#### [What you need to do]
Whatever the records say, give every one of them again exactly.

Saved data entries
+---+

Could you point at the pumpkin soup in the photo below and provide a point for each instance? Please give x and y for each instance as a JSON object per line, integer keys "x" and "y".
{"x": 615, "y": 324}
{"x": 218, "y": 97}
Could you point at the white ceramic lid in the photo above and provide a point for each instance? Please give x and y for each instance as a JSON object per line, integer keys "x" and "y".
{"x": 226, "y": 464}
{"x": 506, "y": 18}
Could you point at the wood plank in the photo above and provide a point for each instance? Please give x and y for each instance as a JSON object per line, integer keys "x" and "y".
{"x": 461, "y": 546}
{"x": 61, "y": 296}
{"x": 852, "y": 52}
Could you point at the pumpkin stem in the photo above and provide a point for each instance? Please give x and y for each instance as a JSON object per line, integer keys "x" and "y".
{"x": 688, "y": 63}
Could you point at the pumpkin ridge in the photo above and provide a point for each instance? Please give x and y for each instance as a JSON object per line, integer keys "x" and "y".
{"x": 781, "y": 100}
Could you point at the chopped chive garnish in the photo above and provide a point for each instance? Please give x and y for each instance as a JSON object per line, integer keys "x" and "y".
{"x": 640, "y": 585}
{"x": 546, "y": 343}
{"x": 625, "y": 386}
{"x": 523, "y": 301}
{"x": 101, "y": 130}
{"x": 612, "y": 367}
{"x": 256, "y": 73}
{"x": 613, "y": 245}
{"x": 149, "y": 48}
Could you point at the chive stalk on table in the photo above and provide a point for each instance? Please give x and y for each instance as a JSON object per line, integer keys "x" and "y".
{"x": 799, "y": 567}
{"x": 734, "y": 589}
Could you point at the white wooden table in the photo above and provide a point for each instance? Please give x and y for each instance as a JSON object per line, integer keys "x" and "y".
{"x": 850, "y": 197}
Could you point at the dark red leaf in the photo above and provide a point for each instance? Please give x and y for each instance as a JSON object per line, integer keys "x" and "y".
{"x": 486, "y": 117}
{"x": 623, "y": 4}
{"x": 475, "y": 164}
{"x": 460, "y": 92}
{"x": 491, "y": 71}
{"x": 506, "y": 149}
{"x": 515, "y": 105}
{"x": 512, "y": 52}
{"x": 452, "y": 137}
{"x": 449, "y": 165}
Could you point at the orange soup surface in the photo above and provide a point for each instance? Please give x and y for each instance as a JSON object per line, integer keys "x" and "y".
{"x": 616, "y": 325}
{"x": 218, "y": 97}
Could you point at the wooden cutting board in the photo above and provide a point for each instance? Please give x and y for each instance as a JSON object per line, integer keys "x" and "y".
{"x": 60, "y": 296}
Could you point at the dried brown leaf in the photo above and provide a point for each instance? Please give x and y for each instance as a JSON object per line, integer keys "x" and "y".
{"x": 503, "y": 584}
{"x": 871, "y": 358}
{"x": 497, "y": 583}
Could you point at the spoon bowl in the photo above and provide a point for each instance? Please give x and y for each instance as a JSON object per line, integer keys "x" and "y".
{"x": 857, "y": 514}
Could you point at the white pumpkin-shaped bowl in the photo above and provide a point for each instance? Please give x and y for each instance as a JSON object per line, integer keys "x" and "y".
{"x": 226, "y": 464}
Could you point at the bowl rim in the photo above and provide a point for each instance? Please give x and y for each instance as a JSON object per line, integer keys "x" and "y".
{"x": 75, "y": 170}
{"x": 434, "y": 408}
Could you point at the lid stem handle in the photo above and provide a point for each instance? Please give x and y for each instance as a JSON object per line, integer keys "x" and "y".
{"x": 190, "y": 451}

+---+

#### [Solution to the exercise]
Could you point at the pumpkin soup in the photo below and provide a point for each instance? Please give x and y for each instance as a JSON object per line, integer keys "x" and "y".
{"x": 615, "y": 324}
{"x": 218, "y": 97}
Could you point at the white ceramic lid in the photo above and provide a point for each instance? Please give x and y for each instance as a JSON object per line, integer keys "x" and "y".
{"x": 226, "y": 464}
{"x": 506, "y": 18}
Could you point at the wood plank in the photo above and provide a point for each instance? Please give x and y for each instance as a JSON object per line, integer keys "x" and "y".
{"x": 461, "y": 546}
{"x": 61, "y": 296}
{"x": 852, "y": 52}
Could you point at the pumpkin stem in the photo above and provide a point for each instance? Please give x and y for each instance as a JSON object per line, integer keys "x" and "y".
{"x": 688, "y": 63}
Could you point at the pumpkin ridge in the photo above and provide a point for each instance? Please give x and y for each instance as a JSON object per line, integer keys "x" and "y".
{"x": 781, "y": 100}
Could you point at the chopped chive garnish in the photo above and provide a point for each instance? Please give x and y for each instance as a JSON object per line, integer keys "x" and "y".
{"x": 640, "y": 585}
{"x": 546, "y": 343}
{"x": 625, "y": 386}
{"x": 523, "y": 301}
{"x": 101, "y": 130}
{"x": 612, "y": 367}
{"x": 256, "y": 73}
{"x": 613, "y": 245}
{"x": 149, "y": 48}
Could you point at the chive stalk on table in the photo above and provide a point for each instance? Please give x and y for each instance as a JSON object per line, integer keys "x" and "y".
{"x": 799, "y": 567}
{"x": 734, "y": 589}
Could you point at the white wooden table in the photo above and provide a point for each instance? Please give x and y for each instance as a JSON object per line, integer keys "x" and "y".
{"x": 850, "y": 197}
Could you point at the dark red leaf in the photo above and provide a point for each instance? Please give x and y for each instance as a JSON object per line, integer keys "x" and "y".
{"x": 486, "y": 117}
{"x": 623, "y": 4}
{"x": 475, "y": 164}
{"x": 460, "y": 92}
{"x": 491, "y": 71}
{"x": 506, "y": 149}
{"x": 515, "y": 105}
{"x": 512, "y": 52}
{"x": 452, "y": 137}
{"x": 449, "y": 165}
Could you point at the orange soup surface in the photo above and provide a point for each instance? Please give x and y for each instance as a JSON object per line, integer keys "x" and "y".
{"x": 616, "y": 325}
{"x": 218, "y": 97}
Could you point at the wooden cutting board in the photo above and provide a point for each instance? Please give x and y for each instance as a JSON object per line, integer keys "x" and "y".
{"x": 60, "y": 296}
Could you point at the dried brown leaf in the photo above and provide a point for each instance? Please give x and y for each instance as a JSON object per line, integer keys "x" and "y".
{"x": 503, "y": 584}
{"x": 871, "y": 358}
{"x": 497, "y": 583}
Could you point at the spoon bowl in the photo above and provide a point for each instance? Please give x and y for each instance as a JSON object per line, integer keys "x" and "y".
{"x": 857, "y": 514}
Could you point at the white pumpkin-shaped bowl in the photo above and provide a point for each instance? Please give x and y for each instance as a JSON object per line, integer keys "x" and "y".
{"x": 226, "y": 464}
Could you point at the bowl rim in the photo above and provide a point for each instance? Please give x and y for each instance as a JSON object per line, integer keys "x" and "y".
{"x": 75, "y": 170}
{"x": 434, "y": 408}
Could you point at the lid stem handle in the photo above and provide a point for each instance? Please give x and y for each instance as a JSON object per line, integer keys "x" and "y".
{"x": 190, "y": 451}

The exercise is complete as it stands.